Losari, sebuah kota kecil di perbatasan Jawa Tengah dan Jawa Barat. Sungai mengalir membelah kota ini menjadi dua. Menandakan batas, yang bagi orang Losari sendiri telah menjadi bias. Batas itu bukan sesuatu yang memisahkan, melainkan justru mempersatukan. Sebab sebagaimana sungai kecil itu mengalir ke muara yang sama, demikian pula masyarakat mengalir ke tujuan yang sama. Di situlah relasi mereka dibangun, bahwa arah yang sama memberikan di hati masyarakat Losari kompas, yang tak rusak hanya karena suasana mistis yang begitu kuat di daerah itu.

# DATA MENTAH
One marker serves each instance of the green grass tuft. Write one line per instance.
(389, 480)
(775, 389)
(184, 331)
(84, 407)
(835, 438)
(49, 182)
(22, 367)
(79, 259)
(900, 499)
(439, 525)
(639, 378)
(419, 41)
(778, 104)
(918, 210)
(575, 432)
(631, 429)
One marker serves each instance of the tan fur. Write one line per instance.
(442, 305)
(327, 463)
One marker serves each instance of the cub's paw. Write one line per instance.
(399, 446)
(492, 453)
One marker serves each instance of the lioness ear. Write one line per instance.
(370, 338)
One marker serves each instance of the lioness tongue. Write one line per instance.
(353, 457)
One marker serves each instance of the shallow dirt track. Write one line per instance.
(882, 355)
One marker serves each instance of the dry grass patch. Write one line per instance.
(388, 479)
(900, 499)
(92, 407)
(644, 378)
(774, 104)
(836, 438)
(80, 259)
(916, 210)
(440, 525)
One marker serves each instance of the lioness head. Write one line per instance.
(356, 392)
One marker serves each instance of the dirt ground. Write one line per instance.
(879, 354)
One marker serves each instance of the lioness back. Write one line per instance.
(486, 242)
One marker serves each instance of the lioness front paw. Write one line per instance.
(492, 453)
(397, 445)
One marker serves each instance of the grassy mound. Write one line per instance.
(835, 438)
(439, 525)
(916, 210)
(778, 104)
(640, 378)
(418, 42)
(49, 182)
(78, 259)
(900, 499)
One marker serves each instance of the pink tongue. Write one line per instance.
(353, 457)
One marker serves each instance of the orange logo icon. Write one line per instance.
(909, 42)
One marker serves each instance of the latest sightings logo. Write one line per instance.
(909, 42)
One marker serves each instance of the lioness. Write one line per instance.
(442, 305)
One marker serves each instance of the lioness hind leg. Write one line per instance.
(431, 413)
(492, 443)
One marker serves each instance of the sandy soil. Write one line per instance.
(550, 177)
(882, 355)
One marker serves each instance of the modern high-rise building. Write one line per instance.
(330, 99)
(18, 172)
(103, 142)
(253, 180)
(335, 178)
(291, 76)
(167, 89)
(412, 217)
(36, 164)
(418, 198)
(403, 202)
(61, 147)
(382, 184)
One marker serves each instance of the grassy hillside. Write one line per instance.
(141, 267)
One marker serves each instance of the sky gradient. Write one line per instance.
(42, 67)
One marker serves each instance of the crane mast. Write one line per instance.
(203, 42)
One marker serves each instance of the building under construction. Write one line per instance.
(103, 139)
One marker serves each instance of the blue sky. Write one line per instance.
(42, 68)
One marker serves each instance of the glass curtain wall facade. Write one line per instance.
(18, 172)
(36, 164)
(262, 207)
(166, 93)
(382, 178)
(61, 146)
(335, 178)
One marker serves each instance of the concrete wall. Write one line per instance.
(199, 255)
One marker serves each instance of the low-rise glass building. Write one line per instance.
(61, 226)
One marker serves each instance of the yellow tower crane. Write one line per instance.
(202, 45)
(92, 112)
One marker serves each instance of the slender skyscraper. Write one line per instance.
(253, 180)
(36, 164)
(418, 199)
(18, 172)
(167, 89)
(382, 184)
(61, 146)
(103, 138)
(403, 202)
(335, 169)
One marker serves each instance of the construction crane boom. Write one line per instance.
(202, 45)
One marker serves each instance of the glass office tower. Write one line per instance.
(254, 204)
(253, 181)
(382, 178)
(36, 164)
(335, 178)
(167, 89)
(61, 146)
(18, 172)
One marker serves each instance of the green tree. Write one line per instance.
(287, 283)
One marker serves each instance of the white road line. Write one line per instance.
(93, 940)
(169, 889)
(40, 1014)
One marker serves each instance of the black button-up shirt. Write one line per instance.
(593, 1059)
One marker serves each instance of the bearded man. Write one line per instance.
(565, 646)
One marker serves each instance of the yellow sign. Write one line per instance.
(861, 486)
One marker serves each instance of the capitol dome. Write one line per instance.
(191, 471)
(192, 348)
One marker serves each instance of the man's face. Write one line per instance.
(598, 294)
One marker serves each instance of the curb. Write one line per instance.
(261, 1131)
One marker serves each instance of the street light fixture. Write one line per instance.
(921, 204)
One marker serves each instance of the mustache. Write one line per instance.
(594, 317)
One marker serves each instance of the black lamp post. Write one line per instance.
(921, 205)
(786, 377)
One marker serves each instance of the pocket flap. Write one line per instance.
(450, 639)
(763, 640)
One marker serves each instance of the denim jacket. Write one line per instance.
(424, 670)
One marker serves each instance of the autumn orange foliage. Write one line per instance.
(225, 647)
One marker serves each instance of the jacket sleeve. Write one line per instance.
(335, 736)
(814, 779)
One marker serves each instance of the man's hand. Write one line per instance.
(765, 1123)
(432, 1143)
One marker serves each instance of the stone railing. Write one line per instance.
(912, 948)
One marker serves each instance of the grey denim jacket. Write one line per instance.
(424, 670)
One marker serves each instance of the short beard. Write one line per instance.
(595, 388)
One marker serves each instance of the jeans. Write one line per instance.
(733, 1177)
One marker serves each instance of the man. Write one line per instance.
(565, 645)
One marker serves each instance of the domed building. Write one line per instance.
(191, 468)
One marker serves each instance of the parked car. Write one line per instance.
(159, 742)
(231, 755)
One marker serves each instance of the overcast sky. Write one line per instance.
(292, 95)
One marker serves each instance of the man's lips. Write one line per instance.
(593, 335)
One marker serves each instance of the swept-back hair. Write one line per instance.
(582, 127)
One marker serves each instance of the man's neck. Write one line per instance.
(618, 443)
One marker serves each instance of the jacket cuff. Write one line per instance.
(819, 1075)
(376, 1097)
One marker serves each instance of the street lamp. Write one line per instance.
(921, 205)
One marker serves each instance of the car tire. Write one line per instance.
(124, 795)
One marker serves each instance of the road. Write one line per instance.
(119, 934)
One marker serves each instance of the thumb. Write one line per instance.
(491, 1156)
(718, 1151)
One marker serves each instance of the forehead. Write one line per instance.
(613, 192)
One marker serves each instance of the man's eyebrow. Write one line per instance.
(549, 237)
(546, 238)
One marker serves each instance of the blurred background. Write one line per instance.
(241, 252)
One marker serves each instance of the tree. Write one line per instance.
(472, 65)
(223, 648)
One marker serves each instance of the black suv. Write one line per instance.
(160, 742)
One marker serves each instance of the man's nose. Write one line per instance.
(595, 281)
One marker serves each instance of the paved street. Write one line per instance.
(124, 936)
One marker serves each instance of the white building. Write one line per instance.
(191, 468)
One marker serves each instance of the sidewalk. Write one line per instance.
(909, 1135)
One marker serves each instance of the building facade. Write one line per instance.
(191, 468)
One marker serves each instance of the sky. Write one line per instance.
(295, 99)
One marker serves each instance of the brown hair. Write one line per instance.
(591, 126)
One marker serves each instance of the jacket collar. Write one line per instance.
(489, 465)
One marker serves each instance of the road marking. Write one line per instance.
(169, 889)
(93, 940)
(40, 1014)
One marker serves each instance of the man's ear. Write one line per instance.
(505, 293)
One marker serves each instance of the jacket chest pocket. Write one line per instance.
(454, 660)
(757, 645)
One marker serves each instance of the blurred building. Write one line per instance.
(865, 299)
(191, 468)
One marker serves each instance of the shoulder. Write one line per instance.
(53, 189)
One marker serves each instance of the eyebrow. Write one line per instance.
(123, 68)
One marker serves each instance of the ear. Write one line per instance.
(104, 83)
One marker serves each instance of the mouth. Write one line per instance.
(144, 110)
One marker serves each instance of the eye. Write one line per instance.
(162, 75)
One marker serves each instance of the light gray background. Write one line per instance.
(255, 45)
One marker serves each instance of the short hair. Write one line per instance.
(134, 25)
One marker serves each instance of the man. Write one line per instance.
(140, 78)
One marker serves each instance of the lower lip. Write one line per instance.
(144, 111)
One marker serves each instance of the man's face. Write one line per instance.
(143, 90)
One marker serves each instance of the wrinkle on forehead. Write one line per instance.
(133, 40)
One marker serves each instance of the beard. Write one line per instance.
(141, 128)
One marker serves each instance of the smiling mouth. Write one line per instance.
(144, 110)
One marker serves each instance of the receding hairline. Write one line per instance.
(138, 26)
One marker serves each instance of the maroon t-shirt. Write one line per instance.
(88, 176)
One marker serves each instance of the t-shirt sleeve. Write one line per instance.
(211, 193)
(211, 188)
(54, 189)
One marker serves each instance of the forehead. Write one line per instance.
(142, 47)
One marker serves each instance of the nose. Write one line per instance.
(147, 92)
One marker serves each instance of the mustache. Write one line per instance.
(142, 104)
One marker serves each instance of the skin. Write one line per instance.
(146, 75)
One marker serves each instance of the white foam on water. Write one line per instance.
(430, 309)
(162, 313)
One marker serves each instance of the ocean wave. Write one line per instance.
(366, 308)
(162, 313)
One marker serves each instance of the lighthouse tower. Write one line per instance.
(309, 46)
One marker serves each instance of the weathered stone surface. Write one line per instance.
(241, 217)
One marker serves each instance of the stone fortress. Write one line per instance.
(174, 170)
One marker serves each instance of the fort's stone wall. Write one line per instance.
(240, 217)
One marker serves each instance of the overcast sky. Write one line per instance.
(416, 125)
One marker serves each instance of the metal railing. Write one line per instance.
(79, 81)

# TUGAS ANDA
Tuliskan ulang tanpa perubahan bagian teks sumber mulai dari "Losari, sebuah kota" hingga "di daerah itu.", termasuk kata-kata terakhir itu. Entri-entri ini tidak berhubungan dengan teks sumber.

# CONTOH JAWABAN
Losari, sebuah kota kecil di perbatasan Jawa Tengah dan Jawa Barat. Sungai mengalir membelah kota ini menjadi dua. Menandakan batas, yang bagi orang Losari sendiri telah menjadi bias. Batas itu bukan sesuatu yang memisahkan, melainkan justru mempersatukan. Sebab sebagaimana sungai kecil itu mengalir ke muara yang sama, demikian pula masyarakat mengalir ke tujuan yang sama. Di situlah relasi mereka dibangun, bahwa arah yang sama memberikan di hati masyarakat Losari kompas, yang tak rusak hanya karena suasana mistis yang begitu kuat di daerah itu.